Problem requirements
Rewrite the material below, swapping every "Pinpoint" for "Locate" and leaving everything else untouched.

Provided entries
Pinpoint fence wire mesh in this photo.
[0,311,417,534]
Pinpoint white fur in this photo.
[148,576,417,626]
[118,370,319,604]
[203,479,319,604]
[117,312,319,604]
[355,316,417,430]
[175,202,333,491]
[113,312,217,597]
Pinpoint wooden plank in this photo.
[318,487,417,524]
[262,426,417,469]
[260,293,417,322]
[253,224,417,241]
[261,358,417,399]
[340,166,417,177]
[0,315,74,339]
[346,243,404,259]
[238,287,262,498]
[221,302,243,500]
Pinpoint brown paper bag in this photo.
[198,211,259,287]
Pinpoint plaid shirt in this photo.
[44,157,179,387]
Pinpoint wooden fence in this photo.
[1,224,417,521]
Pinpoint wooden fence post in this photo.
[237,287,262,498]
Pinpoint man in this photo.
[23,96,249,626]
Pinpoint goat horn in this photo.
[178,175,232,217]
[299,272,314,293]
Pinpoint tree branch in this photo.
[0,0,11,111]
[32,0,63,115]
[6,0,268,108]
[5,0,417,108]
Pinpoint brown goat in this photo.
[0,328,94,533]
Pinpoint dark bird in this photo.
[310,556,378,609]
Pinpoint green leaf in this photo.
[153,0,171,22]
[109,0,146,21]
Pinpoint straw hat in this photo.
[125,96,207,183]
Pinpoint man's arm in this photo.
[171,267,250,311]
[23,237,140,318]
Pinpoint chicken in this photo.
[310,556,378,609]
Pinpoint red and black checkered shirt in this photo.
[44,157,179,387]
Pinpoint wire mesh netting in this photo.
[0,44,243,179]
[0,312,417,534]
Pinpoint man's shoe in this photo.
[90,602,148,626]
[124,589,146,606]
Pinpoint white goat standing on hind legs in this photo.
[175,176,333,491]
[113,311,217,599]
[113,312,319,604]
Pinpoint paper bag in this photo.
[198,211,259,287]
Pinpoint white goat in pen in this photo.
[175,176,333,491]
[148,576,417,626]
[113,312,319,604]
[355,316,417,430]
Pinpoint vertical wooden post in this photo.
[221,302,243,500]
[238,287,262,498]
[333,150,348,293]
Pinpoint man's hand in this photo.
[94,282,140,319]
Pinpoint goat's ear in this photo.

Result
Locate fence wire mesh in this photo.
[0,311,417,534]
Locate white fur in this photo.
[148,576,417,626]
[118,370,319,604]
[203,479,319,604]
[117,312,319,604]
[355,316,417,430]
[175,202,333,491]
[113,312,217,597]
Locate wooden plank in this photo.
[318,487,417,524]
[262,426,417,469]
[260,293,417,322]
[253,224,417,241]
[261,358,417,399]
[340,166,417,177]
[0,315,74,339]
[346,243,404,259]
[238,287,262,498]
[221,302,243,500]
Locate brown paper bag in this photo.
[198,211,259,287]
Locate plaid shirt in this photo.
[44,157,179,387]
Locate wooden fence in this photo.
[1,224,417,521]
Locate wooden fence post in this photo.
[237,287,262,498]
Locate man in this photo.
[23,96,249,626]
Locate goat horn in this photo.
[178,175,232,217]
[299,272,314,293]
Locate tree branch in this photo.
[0,0,11,111]
[32,0,63,115]
[6,0,268,108]
[5,0,417,108]
Locate brown goat in this photo.
[0,328,94,533]
Locate dark bird in this photo.
[310,556,378,609]
Locate green leaf in this photo.
[153,0,171,22]
[109,0,146,21]
Locate straw hat in this photo.
[125,96,207,183]
Locate man's arm in this photo.
[171,267,250,311]
[23,237,140,318]
Locate chicken in this photo.
[310,556,378,609]
Locate red and black checkered shirt in this photo.
[44,157,179,387]
Locate wire mesh netting in this photo.
[0,44,243,179]
[0,312,417,534]
Locate man's shoe in this photo.
[90,602,148,626]
[124,589,146,606]
Locate white goat standing on hind legs in this photo.
[175,176,333,491]
[113,311,217,599]
[113,312,319,604]
Locate paper bag in this photo.
[198,211,259,287]
Locate white goat in pen in this photo.
[175,176,333,491]
[148,576,417,626]
[113,312,319,604]
[355,316,417,430]
Locate vertical wooden post in this photo.
[221,302,243,500]
[238,287,262,498]
[333,150,348,293]
Locate man's hand in this photo.
[94,282,140,319]
Locate goat's ear in this photo.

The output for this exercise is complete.